WHAT TO WORK ON →
Return the listing below in full, with every line exactly as it is.

— Begin ITEMS —

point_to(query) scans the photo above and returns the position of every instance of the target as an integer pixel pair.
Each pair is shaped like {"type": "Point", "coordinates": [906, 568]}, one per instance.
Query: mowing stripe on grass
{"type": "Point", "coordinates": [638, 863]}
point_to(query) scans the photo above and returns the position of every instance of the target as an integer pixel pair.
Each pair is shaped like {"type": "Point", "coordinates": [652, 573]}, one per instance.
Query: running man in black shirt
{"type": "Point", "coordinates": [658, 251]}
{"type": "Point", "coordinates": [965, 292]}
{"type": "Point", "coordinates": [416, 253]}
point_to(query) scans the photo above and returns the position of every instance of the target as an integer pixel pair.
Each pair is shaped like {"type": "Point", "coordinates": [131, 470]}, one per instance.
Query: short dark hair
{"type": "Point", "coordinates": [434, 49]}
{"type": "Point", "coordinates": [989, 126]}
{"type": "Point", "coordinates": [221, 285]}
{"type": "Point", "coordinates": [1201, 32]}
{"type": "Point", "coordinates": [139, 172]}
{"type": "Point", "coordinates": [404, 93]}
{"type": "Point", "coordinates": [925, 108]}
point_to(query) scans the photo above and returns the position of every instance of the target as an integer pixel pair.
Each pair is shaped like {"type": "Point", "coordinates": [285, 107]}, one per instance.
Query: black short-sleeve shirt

— End ITEMS —

TASK SOLUTION →
point_to(query) scans the photo above and returns the position of every instance of the target as an integer pixel pair.
Each pair is shaped like {"type": "Point", "coordinates": [906, 568]}, one per instance.
Query: mowing stripe on grass
{"type": "Point", "coordinates": [638, 863]}
point_to(query) scans the photo above and returns the position of every instance of the target as an integer pixel pair.
Each pair is shaped like {"type": "Point", "coordinates": [652, 573]}, one per instance.
Query: running man in black shirt
{"type": "Point", "coordinates": [658, 251]}
{"type": "Point", "coordinates": [965, 292]}
{"type": "Point", "coordinates": [416, 253]}
point_to(query) scans the photo above and returns the position of every instance of the target as an integer pixel pair.
Each pair is shaped like {"type": "Point", "coordinates": [131, 470]}, one per instance.
Query: short dark hair
{"type": "Point", "coordinates": [434, 49]}
{"type": "Point", "coordinates": [989, 126]}
{"type": "Point", "coordinates": [221, 285]}
{"type": "Point", "coordinates": [1201, 32]}
{"type": "Point", "coordinates": [139, 172]}
{"type": "Point", "coordinates": [404, 93]}
{"type": "Point", "coordinates": [925, 108]}
point_to(query) scans the photo above and returns the position of every instance of the target as an integer pixel pair.
Each pair is shaped like {"type": "Point", "coordinates": [285, 107]}, one per instance.
Query: black short-sleeve shirt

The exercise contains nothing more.